ISTRUZIONI DI LAVORO:
1. Per ciascuna affermazione indica se concorda con il testo sui giovedì di Sant'Egidio, rispondendo sì o no e citando le parole decisive: (a) ogni giovedì duemila ucraini ricevono pacchi alla Comunità di Sant'Egidio; (b) Volodymyr ha tre figli; (c) la città di Volodymyr si trova nell'est dell'Ucraina.
2. Trascrivi dal testo sui giovedì di Sant'Egidio il passo che inizia con "Ogni giovedì duemila" e termina con "contro la guerra.".

··· ESTRATTO DELLA PAGINA ···

Non siamo soli. I giovedì di Sant'Egidio per i profughi d'Ucraina. Fermata solidale a Trastevere per i profughi senza più nulla

Non siamo soli. I giovedì di Sant'Egidio per i profughi d'Ucraina. Fermata solidale a Trastevere per i profughi senza più nulla

Ogni giovedì duemila ucraini ricevono pacchi di cibo e vestiti alla Comunità di Sant'Egidio. Un esercito di volontari offre assistenza, consulenze e persino corsi di italiano: un faro romano contro la guerra.

Volodymyr ha gli occhi stanchi, guarda dentro il suo pacco e sorride. Pure oggi porta a casa buon cibo e vestiti puliti per lui e per i suoi due ragazzi di 9 e 14. anni. Succede così dal 19 maggio. Da quando la guerra ha raggiunto anche la sua città, Chmelnytskyi, nel centro dell'Ucraina, e lui è arrivato da profugo in Italia e ha incontrato i volontari della Comunità di Sant'Egidio.

··· ELENCO DELLE VOCI ···

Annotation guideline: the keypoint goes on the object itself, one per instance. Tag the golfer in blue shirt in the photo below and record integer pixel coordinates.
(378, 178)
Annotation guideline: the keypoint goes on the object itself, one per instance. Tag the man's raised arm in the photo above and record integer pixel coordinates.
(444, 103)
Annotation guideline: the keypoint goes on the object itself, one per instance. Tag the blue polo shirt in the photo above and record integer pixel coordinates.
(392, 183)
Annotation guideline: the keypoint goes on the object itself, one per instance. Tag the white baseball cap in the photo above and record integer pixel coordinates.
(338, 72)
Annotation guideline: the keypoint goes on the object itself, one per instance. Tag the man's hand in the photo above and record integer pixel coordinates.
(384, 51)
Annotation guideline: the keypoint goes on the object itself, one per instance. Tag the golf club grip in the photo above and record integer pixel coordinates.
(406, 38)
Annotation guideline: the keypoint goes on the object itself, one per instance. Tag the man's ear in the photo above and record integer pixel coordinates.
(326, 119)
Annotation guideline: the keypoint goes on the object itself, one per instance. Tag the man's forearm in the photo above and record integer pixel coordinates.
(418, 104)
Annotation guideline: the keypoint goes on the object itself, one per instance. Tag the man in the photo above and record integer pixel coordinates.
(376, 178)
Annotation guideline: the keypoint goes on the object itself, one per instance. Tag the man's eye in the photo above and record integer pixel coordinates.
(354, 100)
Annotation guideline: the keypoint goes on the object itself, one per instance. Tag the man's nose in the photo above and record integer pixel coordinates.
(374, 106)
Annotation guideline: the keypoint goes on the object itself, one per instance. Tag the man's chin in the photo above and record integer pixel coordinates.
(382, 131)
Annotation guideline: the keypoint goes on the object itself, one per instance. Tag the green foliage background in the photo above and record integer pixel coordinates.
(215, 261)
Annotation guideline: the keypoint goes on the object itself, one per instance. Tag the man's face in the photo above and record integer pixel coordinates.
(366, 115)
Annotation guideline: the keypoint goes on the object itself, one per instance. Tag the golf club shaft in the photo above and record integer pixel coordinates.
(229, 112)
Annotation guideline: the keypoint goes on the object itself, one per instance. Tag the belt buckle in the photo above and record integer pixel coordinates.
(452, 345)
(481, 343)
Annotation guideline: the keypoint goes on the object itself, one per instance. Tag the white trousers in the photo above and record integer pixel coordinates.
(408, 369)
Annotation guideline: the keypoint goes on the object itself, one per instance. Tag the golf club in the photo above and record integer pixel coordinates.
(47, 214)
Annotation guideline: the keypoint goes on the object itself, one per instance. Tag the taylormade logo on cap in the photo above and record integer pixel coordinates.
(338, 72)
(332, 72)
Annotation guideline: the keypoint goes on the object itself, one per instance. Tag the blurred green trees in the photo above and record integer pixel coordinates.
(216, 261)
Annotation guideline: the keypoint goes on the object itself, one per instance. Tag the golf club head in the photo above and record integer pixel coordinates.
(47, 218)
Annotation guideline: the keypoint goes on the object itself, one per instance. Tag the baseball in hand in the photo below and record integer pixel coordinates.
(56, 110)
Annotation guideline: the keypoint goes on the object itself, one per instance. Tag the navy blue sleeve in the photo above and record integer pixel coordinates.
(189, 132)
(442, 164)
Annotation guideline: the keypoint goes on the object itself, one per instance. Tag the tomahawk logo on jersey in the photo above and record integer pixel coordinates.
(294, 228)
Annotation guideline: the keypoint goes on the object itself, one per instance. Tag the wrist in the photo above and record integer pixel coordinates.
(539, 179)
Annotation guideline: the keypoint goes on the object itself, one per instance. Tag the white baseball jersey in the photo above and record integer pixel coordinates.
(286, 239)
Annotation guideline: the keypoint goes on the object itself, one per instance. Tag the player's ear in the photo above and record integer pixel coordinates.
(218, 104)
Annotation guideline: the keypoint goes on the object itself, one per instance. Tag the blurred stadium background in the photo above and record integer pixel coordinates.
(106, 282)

···

RISULTATI DEI COMPITI:
1.
(a) Sì: "Ogni giovedì duemila ucraini ricevono pacchi di cibo e vestiti alla Comunità di Sant'Egidio"
(b) No: "per lui e per i suoi due ragazzi"
(c) No: "Chmelnytskyi, nel centro dell'Ucraina"

2.
Ogni giovedì duemila ucraini ricevono pacchi di cibo e vestiti alla Comunità di Sant'Egidio. Un esercito di volontari offre assistenza, consulenze e persino corsi di italiano: un faro romano contro la guerra.